> Page extract
┌──

The Office of the State Auditor said its review, which spanned July 1, 2018, through June 30, 2023, indicated that WNMU “engaged in the waste of public funds” through “excessive or extravagant domestic and international travel and lodging for the university staff, leadership, and governance.” The report also found “improper use of procurement and university credit cards … including the procuring of high-end custom furnishings for the university president’s official residence; and providing expense accounts and purchasing cards to a non-university employee.” The state report noted multiple instances of expenses lacking documentation and cases in which travel by the president appeared to be “unrelated to official university business.”
The report was released in November, just one month before Shepard stepped down. The State Ethics Commission has also opened an investigation to determine any wrongdoing at WNMU.

└──

> What this exercise asks
**1)** Copy the WNMU audit passage word for word, starting with "The report was" and going on through "wrongdoing at WNMU.".
**2)** Write the next part of the WNMU audit passage, picking up after its last sentence.

> Entries shown
┌──

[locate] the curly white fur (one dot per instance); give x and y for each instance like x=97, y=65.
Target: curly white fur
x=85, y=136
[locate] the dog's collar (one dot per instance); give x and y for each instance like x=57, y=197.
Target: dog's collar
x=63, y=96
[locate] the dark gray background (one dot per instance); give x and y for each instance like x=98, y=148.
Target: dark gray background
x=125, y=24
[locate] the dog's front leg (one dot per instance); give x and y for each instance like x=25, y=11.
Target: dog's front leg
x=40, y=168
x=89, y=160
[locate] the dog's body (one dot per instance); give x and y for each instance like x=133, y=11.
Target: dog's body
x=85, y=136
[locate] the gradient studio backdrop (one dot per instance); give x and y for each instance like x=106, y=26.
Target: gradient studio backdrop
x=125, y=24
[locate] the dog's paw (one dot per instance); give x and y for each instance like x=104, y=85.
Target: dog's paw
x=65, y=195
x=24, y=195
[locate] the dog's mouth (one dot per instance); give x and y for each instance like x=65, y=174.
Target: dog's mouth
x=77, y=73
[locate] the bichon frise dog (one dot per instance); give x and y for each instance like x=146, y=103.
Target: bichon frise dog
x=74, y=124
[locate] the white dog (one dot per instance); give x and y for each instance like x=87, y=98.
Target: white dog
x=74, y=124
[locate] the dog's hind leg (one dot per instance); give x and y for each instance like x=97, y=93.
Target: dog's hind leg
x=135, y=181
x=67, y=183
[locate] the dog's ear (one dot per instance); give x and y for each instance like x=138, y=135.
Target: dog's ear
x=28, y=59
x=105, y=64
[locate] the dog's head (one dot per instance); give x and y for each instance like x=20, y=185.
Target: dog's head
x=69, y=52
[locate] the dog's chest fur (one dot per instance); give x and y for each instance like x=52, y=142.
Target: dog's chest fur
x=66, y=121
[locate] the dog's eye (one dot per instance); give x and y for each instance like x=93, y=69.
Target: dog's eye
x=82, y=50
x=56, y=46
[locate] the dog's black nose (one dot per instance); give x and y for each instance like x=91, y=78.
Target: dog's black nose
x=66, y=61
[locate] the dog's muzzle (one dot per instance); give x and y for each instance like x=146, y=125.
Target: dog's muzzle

└──

> Your written answers
**1)**
The report was released in November, just one month before Shepard stepped down. The State Ethics Commission has also opened an investigation to determine any wrongdoing at WNMU.

**2)**
Although not mentioned by name in the state report, spending by Shepard’s wife—Valerie Plame—on university accounts also raised concerns. Plame, a former CIA operative who achieved notoriety due to a CIA leak during the George W. Bush administration, racked up several thousand dollars in expenses reimbursed by WNMU, according to Searchlight New Mexico.
Shepard has defended his wife’s spending amid scrutiny, writing in his resignation letter that Plame never “profited handsomely” and that all of her expenditures were for university purposes.
An Unusual Exit Agreement
Judith Wilde, a research professor at George Mason University who studies presidential compensation and contracts, estimates that the value of Shepard’s exit agreement is in the neighborhood of $3.5 million considering the various perks beyond his base salary of $365,000.
She notes, for example, an annual retention bonus of 20 percent with no stated goals, which she also finds uncommon.
“When I compare this to over 200 contracts that we’ve looked at, this is well beyond the norm,” Wilde said, noting that she shared the governor’s concerns about “fiduciary mismanagement.”
Had the board simply terminated Shepard’s agreement without cause, he would have been subject to a maximum payout of just under $550,000, according to a copy of his contract shared by Wilde. Instead, Wilde points out that Shepard is “getting three and a half times that amount.”
Wilde added a common factor that drives up the cost of exit agreements is the buyout of tenure rights. But Shepard did not have tenure, which should have kept that figure down, she said.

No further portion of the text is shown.